▶ [Text passage]:
As of the next build to the Windows Insider programme, Microsoft will require that participants associate their Microsoft Account — typically the same username and password combination for accessing company services such as Outlook.com, OneDrive and Skype – with the preview on their PC.

In a blog posted by Gabriel Aul, Engineering General Manager for Operating System Group, Microsoft, he said, “You’ll need to connect the MSA [Microsoft Account] that you registered for the Windows Insider Programme with (and accepted the ‘Microsoft Windows Insider Programme Agreement’) in order to continue receiving new Windows 10 Insider Preview builds (both Fast and Slow rings) from Windows Update.

Most testers have already done so, but those that have no need to toe the line. “We’re introducing new infrastructure in Windows Update to help us deliver new builds more effectively to Windows Insiders, and ensure that we’re flighting builds to people who have registered and opted into the programme,” added Aul.

Part of that move is due to the impending release of Windows 10, another to the fact that Microsoft will – contrary to past practices with beta programmes – continue Insider after the initial launch.

Insider will then become Windows 10’s fastest release “branch” — Microsoft’s label for the multiple update cadences it will offer users — and receive new features, functionality and UI (user interface) and UX (user experience) changes before those on other tracks. Within Insider, users can select from different “rings” — subsets that denote how rough-edged the builds are — as they will be able to do if updating on the other tempos, “Current Branch” and “Current Branch for Business.”

Aul also reiterated what he had said previously on Twitter, that Insider participants would receive the July 29th first stable release starting that day.

▶ [Exercise task 1]: What two other update tempos does the Windows Insider text name besides Insider?
▶ [Exercise task 2]: From the Windows Insider text, extract word for word the stretch from "Part of that" through "starting that day.".
The entries that come after the Windows Insider text are separate material and have no connection to it.

▶ [Provided records]:

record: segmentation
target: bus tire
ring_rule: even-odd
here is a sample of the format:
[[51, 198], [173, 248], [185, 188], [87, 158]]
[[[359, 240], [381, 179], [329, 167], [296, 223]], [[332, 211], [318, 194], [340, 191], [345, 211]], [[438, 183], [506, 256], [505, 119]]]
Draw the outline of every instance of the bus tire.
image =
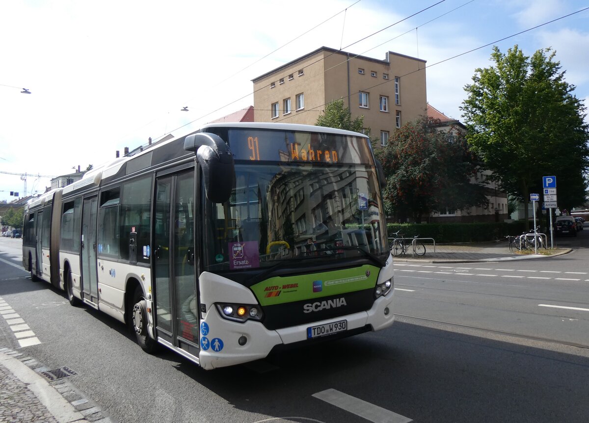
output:
[[72, 272], [68, 269], [68, 276], [65, 278], [65, 293], [68, 295], [68, 300], [70, 301], [70, 303], [74, 307], [78, 307], [82, 305], [82, 302], [74, 295], [72, 287]]
[[37, 276], [35, 275], [35, 272], [33, 272], [33, 259], [32, 257], [31, 256], [30, 254], [29, 255], [29, 272], [31, 272], [31, 280], [34, 282], [38, 282], [41, 280], [41, 279], [37, 277]]
[[131, 325], [137, 338], [137, 343], [145, 352], [153, 354], [157, 349], [157, 342], [149, 336], [147, 331], [147, 302], [144, 298], [140, 286], [135, 289], [133, 308], [131, 313]]

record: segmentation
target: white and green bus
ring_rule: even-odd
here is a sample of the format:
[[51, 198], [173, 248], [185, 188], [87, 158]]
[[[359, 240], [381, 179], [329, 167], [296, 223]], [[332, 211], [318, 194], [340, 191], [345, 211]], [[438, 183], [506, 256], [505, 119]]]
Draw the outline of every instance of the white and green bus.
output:
[[213, 369], [392, 324], [393, 267], [368, 137], [213, 124], [31, 201], [23, 265]]

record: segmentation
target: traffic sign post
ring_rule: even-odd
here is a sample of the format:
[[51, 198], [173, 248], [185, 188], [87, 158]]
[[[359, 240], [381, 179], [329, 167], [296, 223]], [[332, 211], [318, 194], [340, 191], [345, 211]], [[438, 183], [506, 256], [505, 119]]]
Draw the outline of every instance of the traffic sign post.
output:
[[536, 230], [536, 203], [540, 199], [540, 194], [530, 194], [530, 201], [534, 209], [534, 253], [538, 254], [538, 234]]
[[550, 215], [550, 248], [554, 248], [554, 235], [552, 230], [552, 209], [556, 209], [556, 176], [542, 176], [542, 187], [544, 190], [544, 206]]

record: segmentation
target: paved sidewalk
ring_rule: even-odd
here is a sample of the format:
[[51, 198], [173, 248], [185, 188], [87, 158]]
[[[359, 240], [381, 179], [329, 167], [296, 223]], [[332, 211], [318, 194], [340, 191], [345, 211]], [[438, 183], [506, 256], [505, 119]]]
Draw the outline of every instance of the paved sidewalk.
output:
[[[464, 244], [425, 244], [425, 255], [411, 256], [401, 255], [393, 258], [393, 261], [403, 263], [415, 262], [421, 263], [471, 263], [477, 262], [501, 262], [511, 260], [528, 260], [554, 257], [571, 252], [570, 248], [559, 248], [552, 250], [552, 255], [520, 255], [517, 251], [509, 251], [505, 241], [479, 242]], [[411, 248], [409, 249], [411, 252]]]
[[35, 359], [0, 348], [0, 423], [111, 423], [69, 381], [49, 381]]

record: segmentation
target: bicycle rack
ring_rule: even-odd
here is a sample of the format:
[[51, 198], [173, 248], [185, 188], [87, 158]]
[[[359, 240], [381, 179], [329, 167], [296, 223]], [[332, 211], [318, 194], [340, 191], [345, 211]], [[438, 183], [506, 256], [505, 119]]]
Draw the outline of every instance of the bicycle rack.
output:
[[[411, 243], [412, 244], [415, 244], [415, 241], [422, 241], [422, 240], [431, 240], [432, 243], [434, 244], [434, 253], [435, 254], [435, 253], [436, 253], [436, 240], [435, 239], [434, 239], [434, 238], [415, 238], [415, 239], [413, 240], [413, 242], [412, 242]], [[415, 250], [415, 246], [413, 246], [413, 251]]]
[[532, 239], [535, 236], [540, 236], [541, 238], [544, 238], [544, 248], [548, 248], [548, 238], [546, 236], [545, 233], [540, 233], [540, 232], [536, 232], [535, 234], [534, 232], [528, 232], [527, 233], [522, 233], [526, 238], [531, 237]]
[[391, 240], [392, 240], [392, 241], [393, 241], [392, 245], [391, 247], [391, 250], [392, 250], [393, 249], [395, 248], [395, 243], [400, 243], [401, 240], [403, 240], [404, 242], [406, 240], [410, 240], [411, 241], [411, 243], [409, 243], [409, 244], [406, 244], [405, 245], [407, 245], [407, 246], [408, 246], [408, 250], [409, 249], [408, 249], [409, 246], [409, 245], [411, 246], [411, 257], [412, 257], [415, 256], [415, 242], [416, 241], [421, 241], [421, 240], [431, 240], [432, 243], [434, 244], [434, 253], [435, 253], [435, 252], [436, 252], [436, 241], [435, 241], [435, 239], [434, 239], [434, 238], [413, 238], [413, 237], [412, 237], [412, 238], [389, 238], [389, 242], [391, 242]]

▶ [Exercise solution 1]: "Current Branch" and "Current Branch for Business."

▶ [Exercise solution 2]:
Part of that move is due to the impending release of Windows 10, another to the fact that Microsoft will – contrary to past practices with beta programmes – continue Insider after the initial launch.

Insider will then become Windows 10’s fastest release “branch” — Microsoft’s label for the multiple update cadences it will offer users — and receive new features, functionality and UI (user interface) and UX (user experience) changes before those on other tracks. Within Insider, users can select from different “rings” — subsets that denote how rough-edged the builds are — as they will be able to do if updating on the other tempos, “Current Branch” and “Current Branch for Business.”

Aul also reiterated what he had said previously on Twitter, that Insider participants would receive the July 29th first stable release starting that day.